[PROBLEM] In total, how many lines of the data contain the word "water"? Only that number is wanted.

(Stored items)

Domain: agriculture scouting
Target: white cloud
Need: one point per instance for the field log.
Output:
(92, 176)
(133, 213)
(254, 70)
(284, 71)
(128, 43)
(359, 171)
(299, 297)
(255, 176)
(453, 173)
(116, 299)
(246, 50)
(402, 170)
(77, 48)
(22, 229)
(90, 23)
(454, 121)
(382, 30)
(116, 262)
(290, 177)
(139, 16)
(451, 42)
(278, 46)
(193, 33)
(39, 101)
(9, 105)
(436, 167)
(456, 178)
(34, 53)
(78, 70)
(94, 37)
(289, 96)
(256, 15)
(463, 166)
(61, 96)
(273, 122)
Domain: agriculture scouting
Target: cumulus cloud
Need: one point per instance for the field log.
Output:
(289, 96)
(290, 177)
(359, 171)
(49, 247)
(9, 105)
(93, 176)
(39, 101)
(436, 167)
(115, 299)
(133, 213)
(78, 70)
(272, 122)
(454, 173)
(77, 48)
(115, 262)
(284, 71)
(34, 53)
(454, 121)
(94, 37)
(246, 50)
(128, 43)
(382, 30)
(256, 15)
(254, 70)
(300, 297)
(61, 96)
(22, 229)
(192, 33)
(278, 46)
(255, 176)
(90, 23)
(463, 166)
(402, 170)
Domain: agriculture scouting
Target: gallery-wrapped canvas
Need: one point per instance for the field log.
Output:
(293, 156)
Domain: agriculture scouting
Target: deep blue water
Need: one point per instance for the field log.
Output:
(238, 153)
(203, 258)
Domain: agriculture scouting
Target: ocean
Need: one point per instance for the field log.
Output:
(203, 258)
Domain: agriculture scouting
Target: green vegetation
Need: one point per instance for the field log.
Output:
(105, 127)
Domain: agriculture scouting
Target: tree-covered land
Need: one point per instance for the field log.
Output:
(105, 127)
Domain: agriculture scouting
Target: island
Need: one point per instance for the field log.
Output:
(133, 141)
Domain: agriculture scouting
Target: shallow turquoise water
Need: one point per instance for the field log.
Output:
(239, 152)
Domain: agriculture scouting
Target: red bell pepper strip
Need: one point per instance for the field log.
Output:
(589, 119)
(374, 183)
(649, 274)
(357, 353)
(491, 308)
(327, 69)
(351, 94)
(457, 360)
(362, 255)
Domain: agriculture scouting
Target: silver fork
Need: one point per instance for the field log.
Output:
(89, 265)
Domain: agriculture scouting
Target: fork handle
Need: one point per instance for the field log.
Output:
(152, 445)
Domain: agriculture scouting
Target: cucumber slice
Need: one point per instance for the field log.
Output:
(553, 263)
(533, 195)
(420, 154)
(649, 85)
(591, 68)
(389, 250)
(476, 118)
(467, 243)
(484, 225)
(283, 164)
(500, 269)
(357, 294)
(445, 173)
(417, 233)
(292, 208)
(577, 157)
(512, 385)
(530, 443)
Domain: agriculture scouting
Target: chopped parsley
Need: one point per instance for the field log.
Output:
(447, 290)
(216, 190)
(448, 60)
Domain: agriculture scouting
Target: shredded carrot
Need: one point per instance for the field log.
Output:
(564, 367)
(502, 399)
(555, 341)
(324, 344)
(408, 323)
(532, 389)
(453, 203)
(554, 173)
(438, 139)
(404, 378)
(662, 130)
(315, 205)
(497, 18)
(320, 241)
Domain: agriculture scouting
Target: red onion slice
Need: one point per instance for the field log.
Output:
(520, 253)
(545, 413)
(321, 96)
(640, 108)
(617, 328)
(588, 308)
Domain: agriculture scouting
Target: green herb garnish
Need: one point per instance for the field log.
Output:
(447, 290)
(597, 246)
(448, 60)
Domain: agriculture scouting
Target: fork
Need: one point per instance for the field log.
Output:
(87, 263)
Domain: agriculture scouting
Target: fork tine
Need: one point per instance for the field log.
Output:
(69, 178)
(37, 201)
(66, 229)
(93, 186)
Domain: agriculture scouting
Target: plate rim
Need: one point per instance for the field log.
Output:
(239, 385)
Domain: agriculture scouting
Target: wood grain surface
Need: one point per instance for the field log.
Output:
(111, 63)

[RESPONSE AREA] 2